§ What is required: Please copy out each line of the listing below word for word, keeping its order and punctuation.

** START **

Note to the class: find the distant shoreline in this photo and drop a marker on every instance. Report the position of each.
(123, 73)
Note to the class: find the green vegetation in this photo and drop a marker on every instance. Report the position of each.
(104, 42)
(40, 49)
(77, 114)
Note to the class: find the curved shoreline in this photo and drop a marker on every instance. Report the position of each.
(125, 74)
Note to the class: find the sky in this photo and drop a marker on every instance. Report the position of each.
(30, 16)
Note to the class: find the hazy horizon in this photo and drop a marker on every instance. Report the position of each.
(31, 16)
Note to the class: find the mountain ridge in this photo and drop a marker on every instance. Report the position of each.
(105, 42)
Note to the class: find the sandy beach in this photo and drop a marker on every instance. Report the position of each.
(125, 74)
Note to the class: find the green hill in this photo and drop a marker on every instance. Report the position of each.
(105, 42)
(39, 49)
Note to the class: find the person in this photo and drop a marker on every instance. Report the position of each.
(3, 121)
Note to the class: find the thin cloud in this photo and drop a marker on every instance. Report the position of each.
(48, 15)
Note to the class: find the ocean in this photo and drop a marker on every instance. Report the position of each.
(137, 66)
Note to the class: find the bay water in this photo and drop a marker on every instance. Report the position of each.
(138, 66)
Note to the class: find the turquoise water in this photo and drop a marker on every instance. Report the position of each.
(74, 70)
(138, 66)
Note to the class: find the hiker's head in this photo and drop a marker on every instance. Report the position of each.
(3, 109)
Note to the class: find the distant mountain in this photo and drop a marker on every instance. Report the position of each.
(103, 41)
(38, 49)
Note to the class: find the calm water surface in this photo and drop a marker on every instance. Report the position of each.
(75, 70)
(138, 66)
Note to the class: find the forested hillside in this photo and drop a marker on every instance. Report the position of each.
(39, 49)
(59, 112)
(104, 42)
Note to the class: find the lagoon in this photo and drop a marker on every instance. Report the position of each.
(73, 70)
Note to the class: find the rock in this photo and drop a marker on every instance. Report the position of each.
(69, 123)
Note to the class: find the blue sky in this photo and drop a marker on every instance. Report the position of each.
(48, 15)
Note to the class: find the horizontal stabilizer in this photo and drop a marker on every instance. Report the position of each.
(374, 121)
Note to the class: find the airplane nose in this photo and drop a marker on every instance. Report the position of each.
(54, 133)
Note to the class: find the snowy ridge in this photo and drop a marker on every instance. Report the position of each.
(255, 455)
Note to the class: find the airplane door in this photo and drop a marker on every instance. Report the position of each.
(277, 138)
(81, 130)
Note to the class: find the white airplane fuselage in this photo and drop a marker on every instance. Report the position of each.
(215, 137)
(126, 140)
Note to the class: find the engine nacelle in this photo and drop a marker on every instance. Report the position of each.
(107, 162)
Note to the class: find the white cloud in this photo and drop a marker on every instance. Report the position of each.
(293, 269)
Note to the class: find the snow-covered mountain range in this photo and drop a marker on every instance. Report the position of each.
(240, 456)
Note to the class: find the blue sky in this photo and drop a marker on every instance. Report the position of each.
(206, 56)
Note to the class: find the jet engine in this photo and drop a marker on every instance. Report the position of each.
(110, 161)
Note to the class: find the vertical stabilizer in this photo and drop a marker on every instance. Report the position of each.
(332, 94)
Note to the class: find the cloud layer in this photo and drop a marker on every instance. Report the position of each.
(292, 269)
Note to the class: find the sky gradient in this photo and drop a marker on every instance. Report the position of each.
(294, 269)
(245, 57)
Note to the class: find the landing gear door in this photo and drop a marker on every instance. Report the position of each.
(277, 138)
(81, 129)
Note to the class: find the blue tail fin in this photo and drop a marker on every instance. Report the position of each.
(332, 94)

** END **

§ Response:
Note to the class: find the distant shoreline in this photo and drop a marker on every instance. Report the position of each.
(123, 73)
Note to the class: find the green vegetation in this photo and drop a marker on every instance. Report the position of each.
(104, 42)
(40, 49)
(77, 114)
Note to the class: find the curved shoreline in this photo and drop a marker on every instance. Report the position of each.
(125, 74)
Note to the class: find the sky in this photo and drop a marker on every instance. Report the position of each.
(30, 16)
Note to the class: find the hazy horizon in this photo and drop a marker on every instance. Report the position of each.
(31, 16)
Note to the class: find the mountain ridge in this photo and drop a marker on every instance. Report the position of each.
(105, 42)
Note to the class: find the sandy beach in this photo and drop a marker on every instance. Report the position of each.
(125, 74)
Note to the class: find the green hill in this photo and drop a marker on every instance. Report the position of each.
(105, 42)
(39, 49)
Note to the class: find the person in this photo and drop a marker on every instance. Report the position of each.
(3, 121)
Note to the class: find the thin cloud in this photo and drop a marker on every instance. Report the position of each.
(48, 15)
Note to the class: find the ocean in this photo and drop a marker on every instance. Report the position of each.
(137, 66)
Note to the class: find the bay water in this photo and drop a marker on every instance. Report the position of each.
(138, 66)
Note to the class: find the turquoise water in this photo and drop a marker on every instance. Report the position of each.
(74, 70)
(138, 66)
Note to the class: find the hiker's head in this photo and drop a marker on every instance. Report the position of each.
(3, 109)
Note to the class: find the distant mountain in this photo and drop a marker on every instance. Report the position of each.
(103, 41)
(38, 49)
Note to the class: find the calm water surface in this photo and drop a marker on every instance. Report the position of each.
(75, 70)
(138, 66)
Note to the class: find the forested hillside in this photo and drop a marker on every instance. Report the position of each.
(39, 49)
(59, 112)
(104, 42)
Note to the class: find the lagoon in this photo and drop a marker on every instance. Report the position of each.
(73, 70)
Note to the class: find the rock in this photo and drop a marker on every instance. Report the position of each.
(69, 123)
Note to the class: find the blue sky in this photo and drop a marker on every instance. Report the position of each.
(48, 15)
Note to the class: find the horizontal stabilizer in this photo and drop a marker on every instance. Report the position of each.
(374, 121)
Note to the class: find the airplane nose in this photo and drop a marker on every instance. Report the position of each.
(54, 133)
Note to the class: find the snowy ridge in this photo and drop a marker on every instance. Report the position of each.
(255, 455)
Note to the class: find the airplane door in this photo and drop a marker on every instance. Report the position of each.
(277, 138)
(81, 130)
Note to the class: find the white airplane fuselage in this photo and drop a marker on every instance. Report the position of each.
(215, 137)
(126, 140)
Note to the class: find the engine nacelle in this photo and drop a marker on every instance. Report the position of each.
(107, 162)
Note to the class: find the white cloud in this photo and drop a marker on every instance. Report the position of each.
(293, 269)
Note to the class: find the snow-covered mountain range in this photo and drop a marker on every instance. Report the position of each.
(240, 456)
Note to the class: find the blue sky in this photo and drop a marker on every instance. Report the position of each.
(206, 56)
Note to the class: find the jet engine in this photo and drop a marker on every instance. Report the position of each.
(110, 161)
Note to the class: find the vertical stabilizer in this photo and drop a marker on every instance. Report the position of each.
(332, 94)
Note to the class: find the cloud layer in this photo and drop a marker on every instance. Report the position of each.
(292, 269)
Note to the class: find the sky gradient in this photo and drop a marker on every instance. Report the position of each.
(294, 269)
(245, 57)
Note to the class: find the landing gear door in this photo and drop a marker on every instance. Report the position of each.
(277, 138)
(81, 129)
Note to the class: find the blue tail fin in this photo and drop a marker on every instance. Report the position of each.
(332, 94)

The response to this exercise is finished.